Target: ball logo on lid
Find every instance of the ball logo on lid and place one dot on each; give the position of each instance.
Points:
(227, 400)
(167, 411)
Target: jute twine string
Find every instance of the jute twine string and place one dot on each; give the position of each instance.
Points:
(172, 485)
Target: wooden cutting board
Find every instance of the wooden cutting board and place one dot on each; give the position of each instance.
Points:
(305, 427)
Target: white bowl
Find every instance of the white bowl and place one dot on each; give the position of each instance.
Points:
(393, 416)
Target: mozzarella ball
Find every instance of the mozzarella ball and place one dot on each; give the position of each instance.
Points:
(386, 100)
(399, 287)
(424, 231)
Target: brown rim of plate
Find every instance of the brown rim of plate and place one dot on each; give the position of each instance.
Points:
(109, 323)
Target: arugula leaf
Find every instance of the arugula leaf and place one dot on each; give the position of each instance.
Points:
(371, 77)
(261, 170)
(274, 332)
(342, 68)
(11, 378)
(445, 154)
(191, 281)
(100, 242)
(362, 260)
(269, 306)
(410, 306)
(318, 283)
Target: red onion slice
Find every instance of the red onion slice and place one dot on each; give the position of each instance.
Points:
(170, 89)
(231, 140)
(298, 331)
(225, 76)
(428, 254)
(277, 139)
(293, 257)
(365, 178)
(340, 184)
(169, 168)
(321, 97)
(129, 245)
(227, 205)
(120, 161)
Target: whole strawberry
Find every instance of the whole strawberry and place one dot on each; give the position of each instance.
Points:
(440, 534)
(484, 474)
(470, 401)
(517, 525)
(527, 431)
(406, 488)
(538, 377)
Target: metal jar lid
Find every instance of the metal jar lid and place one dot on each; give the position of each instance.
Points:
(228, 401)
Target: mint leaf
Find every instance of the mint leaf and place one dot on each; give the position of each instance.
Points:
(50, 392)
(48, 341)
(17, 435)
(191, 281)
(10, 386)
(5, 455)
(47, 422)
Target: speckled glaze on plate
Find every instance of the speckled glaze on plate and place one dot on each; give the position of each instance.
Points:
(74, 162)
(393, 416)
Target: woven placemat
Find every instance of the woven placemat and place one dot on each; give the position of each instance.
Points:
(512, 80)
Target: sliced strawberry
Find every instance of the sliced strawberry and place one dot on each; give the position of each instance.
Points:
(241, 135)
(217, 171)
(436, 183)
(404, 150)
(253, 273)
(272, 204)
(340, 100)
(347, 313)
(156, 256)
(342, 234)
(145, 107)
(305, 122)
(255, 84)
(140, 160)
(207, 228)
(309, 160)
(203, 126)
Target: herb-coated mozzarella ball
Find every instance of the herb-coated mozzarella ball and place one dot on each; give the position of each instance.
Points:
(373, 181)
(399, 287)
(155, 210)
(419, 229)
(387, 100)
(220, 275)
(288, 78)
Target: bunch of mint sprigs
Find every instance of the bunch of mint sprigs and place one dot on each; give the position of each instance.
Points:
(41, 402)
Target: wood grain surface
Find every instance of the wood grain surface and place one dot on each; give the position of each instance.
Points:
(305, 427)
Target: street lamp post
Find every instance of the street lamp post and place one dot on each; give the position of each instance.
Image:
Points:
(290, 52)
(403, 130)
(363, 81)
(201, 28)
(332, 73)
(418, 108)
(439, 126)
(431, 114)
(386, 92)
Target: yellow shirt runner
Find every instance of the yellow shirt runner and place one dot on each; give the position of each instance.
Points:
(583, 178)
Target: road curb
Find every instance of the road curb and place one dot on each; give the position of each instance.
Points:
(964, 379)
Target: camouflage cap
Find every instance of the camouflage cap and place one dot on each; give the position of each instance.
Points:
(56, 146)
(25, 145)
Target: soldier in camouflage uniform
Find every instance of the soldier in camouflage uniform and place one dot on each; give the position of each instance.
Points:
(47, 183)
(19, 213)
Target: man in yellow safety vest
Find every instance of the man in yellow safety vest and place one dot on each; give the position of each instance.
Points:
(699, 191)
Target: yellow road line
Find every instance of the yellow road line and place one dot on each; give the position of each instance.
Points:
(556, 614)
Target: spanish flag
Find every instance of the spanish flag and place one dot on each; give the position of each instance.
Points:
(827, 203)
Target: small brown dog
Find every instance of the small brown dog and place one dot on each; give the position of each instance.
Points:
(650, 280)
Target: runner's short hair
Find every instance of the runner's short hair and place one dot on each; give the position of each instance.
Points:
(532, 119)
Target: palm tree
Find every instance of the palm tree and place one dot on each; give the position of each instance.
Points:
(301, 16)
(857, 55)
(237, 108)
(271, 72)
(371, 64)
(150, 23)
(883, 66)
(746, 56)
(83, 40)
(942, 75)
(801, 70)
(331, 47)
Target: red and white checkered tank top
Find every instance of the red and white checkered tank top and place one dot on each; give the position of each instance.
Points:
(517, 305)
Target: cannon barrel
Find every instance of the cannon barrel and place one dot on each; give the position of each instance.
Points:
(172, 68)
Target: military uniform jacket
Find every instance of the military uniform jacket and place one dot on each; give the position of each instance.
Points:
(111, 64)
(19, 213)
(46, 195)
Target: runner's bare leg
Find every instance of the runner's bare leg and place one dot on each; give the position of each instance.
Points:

################

**Required action**
Show every line of the data in which the word "white" appears.

**Solution to the problem**
Target: white bowl
Find every instance of the white bowl and place one dot on each; give the position of each instance.
Target: red and white checkered tank top
Find every instance of the red and white checkered tank top and place one dot on each; give the position of each instance.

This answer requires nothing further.